▶ [Problèmes et exercices]
1 > D'après l'extrait sur l'historique des demandes de M. Peters, pour quel motif le registraire a-t-il estimé que celui-ci avait le droit d'être inscrit comme Indien et membre de la bande Peters ? Répondez en une à trois phrases.
2 > Reprenez l'extrait sur l'historique des demandes de M. Peters à la suite de sa dernière phrase et poursuivez-le.

***** Extrait du document *****

Historique des demandes
[20]
M. Peters est né le 24 octobre 1965. Depuis l’âge de 19 ans, il a tenté à plusieurs reprises de devenir membre de la PNP. Parce que certaines de ses demandes sont pertinentes dans l’appel, l’historique des demandes est décrit ci-après.
[21]
Le 17 septembre 1985, M. Peters a demandé à être inscrit en application de la Loi. Il a reçu une lettre du registraire par intérim datée du 21 août 1987, confirmant qu’il avait été inscrit au registre des Indiens conformément à l’alinéa 6(1)a) de la Loi et comme membre de la PNP conformément à l’alinéa 11(1)a) (dossier d’appel, p. 82). Ces dispositions énoncent l’admissibilité à l’inscription ou à l’appartenance des personnes qui y avaient droit le 16 avril 1985.
[22]
Dans une communication au sein du ministère, également datée du 21 août 1987, le registraire a précisé les motifs de la décision :
[traduction] Guy Peters est un homme qui est un descendant direct de la lignée masculine de Robert Wilmer Peters de la bande Peters (no 23). Il a par conséquent le droit d’être inscrit comme Indien et membre de la bande Peters aux termes des dispositions des alinéas 6(1)a) et 11(1)a) de la Loi sur les Indiens dans sa version modifiée le 28 juin 1985, sur le fondement de son droit d’être inscrit aux termes de l’alinéa 11(1)c) de la Loi sur les Indiens comme elle était libellée avant le 17 avril 1985.

***** Section des données *****

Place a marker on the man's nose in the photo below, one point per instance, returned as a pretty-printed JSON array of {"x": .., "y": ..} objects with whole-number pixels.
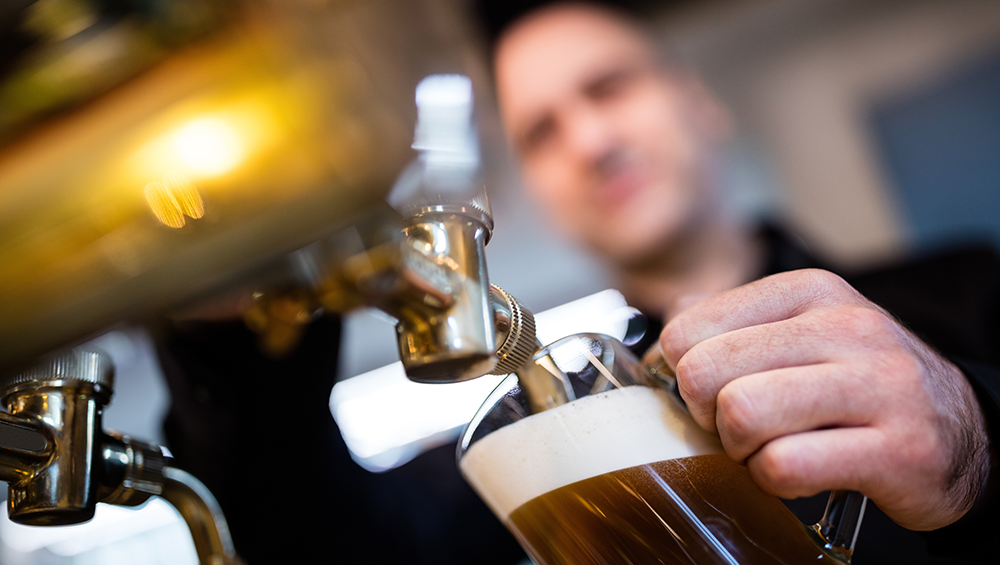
[{"x": 589, "y": 134}]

*****

▶ [Réponses rédigées]
1 > M. Peters est un descendant direct de la lignée masculine de Robert Wilmer Peters de la bande Peters (no 23). Il avait donc le droit d'être inscrit aux termes de l'alinéa 11(1)c) de la Loi sur les Indiens dans sa version antérieure au 17 avril 1985. Ce droit fondait son inscription et son appartenance au titre des alinéas 6(1)a) et 11(1)a) de la Loi modifiée le 28 juin 1985.

2 >
[dossier d’appel, p. 83]
[23]
À partir du 25 juin 1987, la PNP a assumé la responsabilité de l’appartenance à ses effectifs (dossier d’appel, p. 101 à 102).
[24]
Le 15 octobre 1987, le registraire a fourni à la PNP une copie de la liste de bande qui était tenue par le ministère comme la Loi l’exigeait (Loi, par. 10(7)). La liste de bande comprenait trois parties : 1) une liste informatisée qui était une copie de la liste de bande tenue dans les dossiers informatisés du registraire; 2) une liste manuscrite des personnes dont le droit à l’appartenance avait été récemment confirmé, mais dont le nom ne figurait pas dans les dossiers informatisés et 3) une liste des personnes qui avait récemment été ajoutées à la liste de bande en application du paragraphe 11(2) de la Loi (dossier d’appel, p. 354 à 356). Le nom de M. Peters figurait sur la liste manuscrite.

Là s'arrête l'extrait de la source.